### Consigna 1
En el fragmento sobre correr, ¿con qué compara Luis Migueles la pretemporada?
### Consigna 2
Traduce al inglés esta oración del fragmento sobre correr: "Y enseguida disparó una de sus máximas: "Yo no quiero héroes; quiero medallas"."
### Consigna 3
Prosigue el fragmento sobre correr a partir de su última oración.

### Fragmento
-------

De este párrafo de la Biblia runner, escrita por Haruki Murakami, me acordé a principios de este año, al pie de la cuesta de Roque Sáenz Peña, después de encararla una docena de veces, a ritmo de tortuga.
"¿Somos los mismos que hace un par de meses hacíamos fondos de 30K con kilómetros a 4m45s?", se preguntaba Soledad Polli, igualmente preocupada, junto con Alejandro Sacristan y Gustavo Blanco, todos "atletas aficionados con pretensiones", integrantes del Migueles Team.
Hasta que Luis Migueles bajó de la cima de la cuesta y también nos bajó a la realidad. "No pasa nada. El cuerpo pierde energía y ahora la están reponiendo. Eso es la pretemporada", dijo. "En esta etapa, el reloj hay que dejarlo en la mesita de luz, usarlo sólo para levantarse y venir a entrenar", agregó. "Es uno de los problemas de ustedes, los aficionados con pretensiones", remató. Y apuntó con el mentón a los chicos, sus chicos, los pisteros, que se reponían del esfuerzo sentados en el cordón. "Ellos están trabajando para correr rápido en junio, no ahora". Y enseguida disparó una de sus máximas: "Yo no quiero héroes; quiero medallas".
"Esto es como construir una casa. La pretemporada son los cimientos, para llegar al techo todavía falta. Ustedes creen que pueden seguir construyendo arriba del techo", terminó la lección.
Me di el gusto (repetido, a esta altura) de hacer los llanos 5K de vuelta a la par de él, corriendo y charlando, de atletismo y de la vida. "¿Así que estás lento, Arcucci?", me dijo cuando promediábamos los últimos 2K. "Sí", murmuré fastidioso. "Ahora sí podés mirar el reloj", me ordenó. El Garmin me marcaba un lindo ritmo de 4m25s. "Y charlando", me agregó.
Aquel párrafo de "De qué hablo cuando hablo de correr" terminaba con la introducción a "Runner's blue", tal como Murakami bautizó la llamada "tristeza del corredor". Concepto no aplicable a la sensación de ese sábado donde el correr, justamente, provocó lo contrario. Como casi siempre sucede, más rápido o más lento.

-------

Registros de anotación de detección
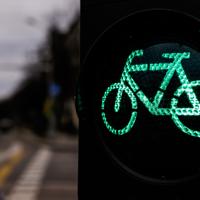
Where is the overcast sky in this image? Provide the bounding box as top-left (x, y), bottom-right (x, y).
top-left (0, 0), bottom-right (80, 99)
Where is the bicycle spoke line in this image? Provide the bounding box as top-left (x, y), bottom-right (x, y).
top-left (6, 147), bottom-right (52, 200)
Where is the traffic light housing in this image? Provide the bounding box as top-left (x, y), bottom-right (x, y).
top-left (76, 2), bottom-right (200, 199)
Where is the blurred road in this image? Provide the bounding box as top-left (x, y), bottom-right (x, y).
top-left (0, 130), bottom-right (78, 200)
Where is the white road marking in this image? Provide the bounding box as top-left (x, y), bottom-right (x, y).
top-left (6, 147), bottom-right (52, 200)
top-left (0, 142), bottom-right (24, 164)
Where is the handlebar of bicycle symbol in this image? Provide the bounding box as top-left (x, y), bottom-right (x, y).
top-left (101, 50), bottom-right (200, 137)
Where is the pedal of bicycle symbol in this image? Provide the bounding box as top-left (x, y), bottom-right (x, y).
top-left (101, 50), bottom-right (200, 137)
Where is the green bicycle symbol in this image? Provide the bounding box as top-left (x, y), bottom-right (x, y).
top-left (101, 50), bottom-right (200, 137)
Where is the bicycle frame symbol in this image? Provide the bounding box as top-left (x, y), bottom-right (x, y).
top-left (101, 50), bottom-right (200, 137)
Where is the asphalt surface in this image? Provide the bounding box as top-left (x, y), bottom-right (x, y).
top-left (0, 129), bottom-right (78, 200)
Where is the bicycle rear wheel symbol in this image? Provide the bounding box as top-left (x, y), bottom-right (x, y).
top-left (101, 50), bottom-right (200, 137)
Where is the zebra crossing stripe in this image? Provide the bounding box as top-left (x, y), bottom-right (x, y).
top-left (6, 147), bottom-right (52, 200)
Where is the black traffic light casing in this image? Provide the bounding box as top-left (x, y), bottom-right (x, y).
top-left (76, 0), bottom-right (200, 200)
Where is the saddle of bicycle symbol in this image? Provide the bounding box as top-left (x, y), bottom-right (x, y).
top-left (101, 49), bottom-right (200, 137)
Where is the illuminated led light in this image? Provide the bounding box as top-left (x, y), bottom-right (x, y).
top-left (101, 50), bottom-right (200, 137)
top-left (101, 83), bottom-right (137, 135)
top-left (171, 81), bottom-right (200, 137)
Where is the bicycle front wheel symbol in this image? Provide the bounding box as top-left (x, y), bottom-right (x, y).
top-left (101, 83), bottom-right (137, 135)
top-left (171, 80), bottom-right (200, 137)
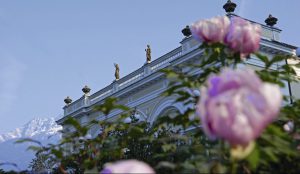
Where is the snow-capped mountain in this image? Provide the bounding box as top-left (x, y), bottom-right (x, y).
top-left (0, 118), bottom-right (61, 143)
top-left (0, 118), bottom-right (62, 170)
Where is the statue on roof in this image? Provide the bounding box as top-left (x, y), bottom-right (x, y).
top-left (145, 45), bottom-right (151, 63)
top-left (114, 63), bottom-right (120, 80)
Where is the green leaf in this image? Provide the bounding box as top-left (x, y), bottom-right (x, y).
top-left (255, 53), bottom-right (269, 65)
top-left (247, 145), bottom-right (260, 170)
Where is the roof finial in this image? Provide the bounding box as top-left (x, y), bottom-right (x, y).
top-left (223, 0), bottom-right (236, 13)
top-left (265, 14), bottom-right (278, 27)
top-left (181, 25), bottom-right (192, 37)
top-left (64, 96), bottom-right (72, 106)
top-left (82, 85), bottom-right (91, 95)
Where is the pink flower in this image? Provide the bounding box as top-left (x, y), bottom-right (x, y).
top-left (196, 69), bottom-right (282, 146)
top-left (100, 160), bottom-right (155, 174)
top-left (225, 17), bottom-right (261, 55)
top-left (191, 16), bottom-right (230, 43)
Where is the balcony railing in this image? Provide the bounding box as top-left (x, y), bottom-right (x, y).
top-left (64, 47), bottom-right (182, 116)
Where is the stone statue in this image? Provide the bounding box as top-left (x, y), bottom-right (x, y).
top-left (145, 45), bottom-right (151, 63)
top-left (114, 63), bottom-right (120, 80)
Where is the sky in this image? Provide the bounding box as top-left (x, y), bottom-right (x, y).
top-left (0, 0), bottom-right (300, 134)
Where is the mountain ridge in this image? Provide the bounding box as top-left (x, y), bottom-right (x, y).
top-left (0, 117), bottom-right (62, 170)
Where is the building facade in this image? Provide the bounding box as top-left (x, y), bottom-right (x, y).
top-left (57, 5), bottom-right (300, 136)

-------

### Respuesta final 1
Con construir una casa: la pretemporada son los cimientos y todavía falta para llegar al techo.

### Respuesta final 2
And right away he fired off one of his maxims: "I don't want heroes; I want medals."

### Respuesta final 3
La anécdota, ya escrita y compartida en las redes sociales, volvió a mi cabeza por estos días, cuando un fin de semana que ofrecía en su calendario correr la Media Maratón de Baires (o, en su defecto, un día de entrenamiento), me vio quedarme en la cama, tanto sábado como domingo, con la justificación de una mente y un cuerpo agotados por estrés laboral.
Error. Grave error. Ni la mente ni el cuerpo descansaron en esas mañanas horizontales, sino todo lo contrario. Peor todavía, cuando al chat del teléfono celular empezaron a llegar los resultados de los compañeros de kilómetros, algunos en esos 21 kilómetros, otros en los soñados 42 de Londres, algunos en el fondo solitario cumplido...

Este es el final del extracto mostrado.